• [CHALLENGE] Count the lines in the data below that contain the string "building", treating uppercase and lowercase as different. Reply with the number alone.

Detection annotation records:
--- begin ---

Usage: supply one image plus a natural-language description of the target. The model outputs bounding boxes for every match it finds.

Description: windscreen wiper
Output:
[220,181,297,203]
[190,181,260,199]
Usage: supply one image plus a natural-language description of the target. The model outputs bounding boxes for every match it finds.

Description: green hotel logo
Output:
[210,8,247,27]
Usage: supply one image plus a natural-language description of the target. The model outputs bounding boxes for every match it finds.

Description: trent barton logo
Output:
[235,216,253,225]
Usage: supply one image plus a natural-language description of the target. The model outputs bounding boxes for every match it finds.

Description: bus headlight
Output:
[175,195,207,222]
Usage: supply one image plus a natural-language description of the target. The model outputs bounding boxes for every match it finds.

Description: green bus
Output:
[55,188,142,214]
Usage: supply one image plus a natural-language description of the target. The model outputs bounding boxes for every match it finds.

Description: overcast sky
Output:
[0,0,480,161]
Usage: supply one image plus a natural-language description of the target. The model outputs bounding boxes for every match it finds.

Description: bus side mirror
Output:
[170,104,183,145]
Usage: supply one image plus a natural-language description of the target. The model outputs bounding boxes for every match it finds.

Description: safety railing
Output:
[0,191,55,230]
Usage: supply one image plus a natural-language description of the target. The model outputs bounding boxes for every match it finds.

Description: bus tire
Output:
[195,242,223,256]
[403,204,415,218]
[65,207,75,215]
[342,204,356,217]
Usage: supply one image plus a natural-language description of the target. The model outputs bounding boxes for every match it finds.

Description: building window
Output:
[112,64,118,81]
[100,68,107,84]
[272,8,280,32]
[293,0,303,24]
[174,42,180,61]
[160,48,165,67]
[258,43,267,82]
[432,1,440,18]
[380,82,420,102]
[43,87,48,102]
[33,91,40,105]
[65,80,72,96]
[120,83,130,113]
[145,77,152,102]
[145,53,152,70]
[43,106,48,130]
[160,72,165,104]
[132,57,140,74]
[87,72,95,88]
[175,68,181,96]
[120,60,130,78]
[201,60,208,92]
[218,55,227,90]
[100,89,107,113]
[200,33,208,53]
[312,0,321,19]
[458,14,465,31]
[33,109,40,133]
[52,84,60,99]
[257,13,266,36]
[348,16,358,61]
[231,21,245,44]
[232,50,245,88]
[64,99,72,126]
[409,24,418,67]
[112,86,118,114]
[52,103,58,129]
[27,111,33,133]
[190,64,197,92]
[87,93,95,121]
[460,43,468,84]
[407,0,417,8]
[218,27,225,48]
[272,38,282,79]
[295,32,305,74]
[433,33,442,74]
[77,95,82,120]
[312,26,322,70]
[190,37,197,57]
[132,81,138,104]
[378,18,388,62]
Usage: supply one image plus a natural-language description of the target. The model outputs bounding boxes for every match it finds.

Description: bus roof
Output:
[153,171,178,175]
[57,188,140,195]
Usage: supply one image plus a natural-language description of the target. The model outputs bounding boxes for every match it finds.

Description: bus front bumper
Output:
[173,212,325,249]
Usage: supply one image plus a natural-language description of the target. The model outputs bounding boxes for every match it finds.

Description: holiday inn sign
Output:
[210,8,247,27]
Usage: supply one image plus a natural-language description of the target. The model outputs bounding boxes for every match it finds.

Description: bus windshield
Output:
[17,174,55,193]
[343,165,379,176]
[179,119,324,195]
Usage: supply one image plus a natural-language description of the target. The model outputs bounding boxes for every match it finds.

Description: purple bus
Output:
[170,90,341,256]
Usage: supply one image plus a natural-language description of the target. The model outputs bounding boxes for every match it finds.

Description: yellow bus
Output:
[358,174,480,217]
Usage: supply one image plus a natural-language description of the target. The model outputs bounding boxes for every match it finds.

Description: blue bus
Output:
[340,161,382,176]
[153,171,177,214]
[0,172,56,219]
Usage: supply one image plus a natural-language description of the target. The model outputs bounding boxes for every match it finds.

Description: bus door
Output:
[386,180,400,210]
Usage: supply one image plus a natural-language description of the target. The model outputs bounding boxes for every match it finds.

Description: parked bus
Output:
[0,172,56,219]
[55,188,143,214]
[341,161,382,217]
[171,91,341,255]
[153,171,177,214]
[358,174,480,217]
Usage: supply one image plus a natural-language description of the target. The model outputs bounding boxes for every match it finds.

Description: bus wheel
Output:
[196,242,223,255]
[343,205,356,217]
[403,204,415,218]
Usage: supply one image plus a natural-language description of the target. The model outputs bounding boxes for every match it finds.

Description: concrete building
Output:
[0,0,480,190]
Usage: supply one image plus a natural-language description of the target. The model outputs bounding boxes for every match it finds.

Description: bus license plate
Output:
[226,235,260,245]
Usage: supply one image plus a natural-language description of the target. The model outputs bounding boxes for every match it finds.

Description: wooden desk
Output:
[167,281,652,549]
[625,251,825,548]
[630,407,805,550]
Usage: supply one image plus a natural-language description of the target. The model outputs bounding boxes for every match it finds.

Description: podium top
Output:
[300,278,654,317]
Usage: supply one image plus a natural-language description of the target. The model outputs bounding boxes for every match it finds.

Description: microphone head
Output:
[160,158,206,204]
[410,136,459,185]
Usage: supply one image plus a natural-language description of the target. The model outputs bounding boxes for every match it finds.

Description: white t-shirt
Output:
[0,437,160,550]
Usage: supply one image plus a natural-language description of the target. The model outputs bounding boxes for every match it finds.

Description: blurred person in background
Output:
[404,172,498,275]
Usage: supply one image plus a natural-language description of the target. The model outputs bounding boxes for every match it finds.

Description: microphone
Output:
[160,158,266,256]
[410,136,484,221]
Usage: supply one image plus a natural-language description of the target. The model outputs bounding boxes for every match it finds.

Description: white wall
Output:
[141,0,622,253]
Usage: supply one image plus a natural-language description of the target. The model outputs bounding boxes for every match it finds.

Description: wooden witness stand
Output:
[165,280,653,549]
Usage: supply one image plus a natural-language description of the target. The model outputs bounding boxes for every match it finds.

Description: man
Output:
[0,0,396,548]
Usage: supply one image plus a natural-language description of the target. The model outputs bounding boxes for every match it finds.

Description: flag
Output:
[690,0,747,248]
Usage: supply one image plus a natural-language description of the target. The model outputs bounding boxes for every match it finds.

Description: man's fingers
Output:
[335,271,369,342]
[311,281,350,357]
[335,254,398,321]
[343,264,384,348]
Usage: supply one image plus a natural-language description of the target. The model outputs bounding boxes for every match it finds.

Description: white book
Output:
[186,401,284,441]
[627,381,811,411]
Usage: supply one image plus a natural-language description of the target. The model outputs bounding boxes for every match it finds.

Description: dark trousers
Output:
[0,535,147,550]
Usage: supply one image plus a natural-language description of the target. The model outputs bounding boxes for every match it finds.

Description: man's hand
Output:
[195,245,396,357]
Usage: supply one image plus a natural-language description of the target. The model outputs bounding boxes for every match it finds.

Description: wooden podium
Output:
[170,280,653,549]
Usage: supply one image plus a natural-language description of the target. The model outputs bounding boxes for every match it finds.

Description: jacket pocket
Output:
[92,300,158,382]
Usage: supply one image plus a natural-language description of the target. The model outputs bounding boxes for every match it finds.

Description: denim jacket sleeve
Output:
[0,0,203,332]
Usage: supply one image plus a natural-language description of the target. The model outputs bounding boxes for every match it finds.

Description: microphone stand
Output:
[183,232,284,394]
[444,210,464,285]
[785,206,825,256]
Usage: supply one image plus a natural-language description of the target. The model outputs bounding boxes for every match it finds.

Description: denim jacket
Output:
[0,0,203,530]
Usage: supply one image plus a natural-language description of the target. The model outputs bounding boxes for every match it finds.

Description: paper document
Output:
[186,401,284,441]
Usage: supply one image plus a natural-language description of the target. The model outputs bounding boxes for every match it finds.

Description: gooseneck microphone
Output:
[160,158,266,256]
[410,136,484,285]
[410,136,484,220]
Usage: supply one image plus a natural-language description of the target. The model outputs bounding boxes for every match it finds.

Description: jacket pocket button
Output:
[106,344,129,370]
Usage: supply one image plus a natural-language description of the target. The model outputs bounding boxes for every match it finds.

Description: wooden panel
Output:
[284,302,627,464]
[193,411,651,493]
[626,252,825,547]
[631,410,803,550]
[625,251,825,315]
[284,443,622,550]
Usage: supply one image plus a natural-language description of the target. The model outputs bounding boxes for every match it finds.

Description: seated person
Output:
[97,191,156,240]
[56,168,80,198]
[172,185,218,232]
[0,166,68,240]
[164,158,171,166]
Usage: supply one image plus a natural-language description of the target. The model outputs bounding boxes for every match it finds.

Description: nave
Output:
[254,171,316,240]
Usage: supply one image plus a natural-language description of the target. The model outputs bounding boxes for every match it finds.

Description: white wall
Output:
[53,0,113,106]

--- end ---

• [CORRECT ANSWER] 2